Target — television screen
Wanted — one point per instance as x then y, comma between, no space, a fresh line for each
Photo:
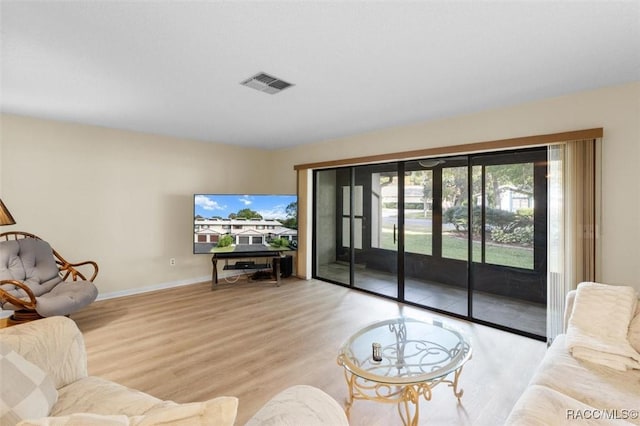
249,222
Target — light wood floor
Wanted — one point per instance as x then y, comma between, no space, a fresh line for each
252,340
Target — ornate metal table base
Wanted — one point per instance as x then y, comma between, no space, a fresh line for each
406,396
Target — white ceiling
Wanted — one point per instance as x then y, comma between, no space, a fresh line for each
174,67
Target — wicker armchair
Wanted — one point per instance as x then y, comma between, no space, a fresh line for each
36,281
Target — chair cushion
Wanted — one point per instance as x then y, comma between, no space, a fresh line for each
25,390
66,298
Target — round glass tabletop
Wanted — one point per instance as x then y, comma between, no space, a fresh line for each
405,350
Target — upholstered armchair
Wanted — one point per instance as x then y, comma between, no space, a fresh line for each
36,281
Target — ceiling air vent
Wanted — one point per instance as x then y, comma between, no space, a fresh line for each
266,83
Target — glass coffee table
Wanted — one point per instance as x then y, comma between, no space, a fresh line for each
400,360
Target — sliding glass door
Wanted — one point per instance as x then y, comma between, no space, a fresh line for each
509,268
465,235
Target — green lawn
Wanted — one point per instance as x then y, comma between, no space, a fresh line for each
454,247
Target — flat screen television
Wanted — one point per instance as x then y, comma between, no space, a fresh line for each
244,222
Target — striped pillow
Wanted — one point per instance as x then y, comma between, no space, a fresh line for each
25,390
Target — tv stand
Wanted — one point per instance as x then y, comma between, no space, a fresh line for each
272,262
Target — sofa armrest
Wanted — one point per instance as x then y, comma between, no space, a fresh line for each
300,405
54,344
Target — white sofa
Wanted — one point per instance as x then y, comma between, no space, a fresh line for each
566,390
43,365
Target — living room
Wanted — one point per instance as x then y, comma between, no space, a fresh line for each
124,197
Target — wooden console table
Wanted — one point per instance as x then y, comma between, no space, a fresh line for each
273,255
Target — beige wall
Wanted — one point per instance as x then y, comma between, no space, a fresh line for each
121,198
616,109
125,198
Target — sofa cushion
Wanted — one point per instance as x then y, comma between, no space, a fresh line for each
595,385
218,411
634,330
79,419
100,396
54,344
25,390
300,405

**Required work**.
Write every line of the data out again exactly, leaving out all images.

**Answer to this exercise**.
Target — television screen
Wanted — one point per instance as x then y, comma between, no space, a fresh line for each
Photo:
249,222
Target — light wood floor
Wanted — one point per instance as x then y, comma between, no space, a fresh line for each
252,340
Target — ornate metal table base
Wanted — one point per instance as x then y, comma between, no space, a fresh line for each
406,396
Target — white ceiling
Wanted — one point per instance as x then y, comma between, no space, a fresh line for each
174,67
Target — wicker armchair
Wanted — one point per instance as x then y, comma between, no space, a fresh line for each
36,281
Target — chair cushion
Wanted — one point per instance as x then y, comma between, no space, a fresh line for each
25,390
66,298
Target — round glass tabletop
Wanted — one point per instance as x then y, comma between, no space, a fresh line for each
405,350
Target — upholstered armchair
Wanted — one point per instance as x then y, comma between, no space, a fresh line for each
36,281
Target — ceiling air vent
Wanted — one point per instance as x then y, comma between, no space, a fresh line for each
266,83
Target — glass coffee table
Wanted — one point per instance as x then y, comma between, no space, a fresh line for each
400,360
Target — sliding glass door
Wanted — one point per instance as x then y, comma between, no space, a fresh line for each
509,268
465,235
Target — green lawn
Wanted — one point per instance as x then y, comma between, no space, a fresh line for each
454,247
Target — flat screen television
Wanted — one point per instance as x then y, comma between, no space, a fresh line for each
244,222
Target — striped pillow
Wanted — one point per instance as x then y, comma between, no space, a fresh line for each
25,390
Target — tv stand
Wanted — one point per instance as x then y, comma between, no space, a fresh line for each
272,262
Target — sofa armrest
Wanted — one point per instance as x then y, comma between, no space, a fresh line for each
300,405
54,344
Target — white sofa
Wanted — one point per instance as x then y, comma between, no space, a fresh line for each
566,390
43,365
Target — living room
Wanted — one point per instance as x then y, comma between, no space, a fresh line for each
124,197
Target — wooden console table
Wanted — one point per instance as x then y, comma between, no space, a fresh line for each
273,255
Target — beige wall
Wanted — one point per instance as x then y, comma between, no space, a fresh line for each
121,198
616,109
125,198
Target — sofa cushion
Wanted — one point per instance as x then y, comma between, no space, a fresh line for each
595,385
218,411
634,330
79,419
100,396
54,344
25,390
300,405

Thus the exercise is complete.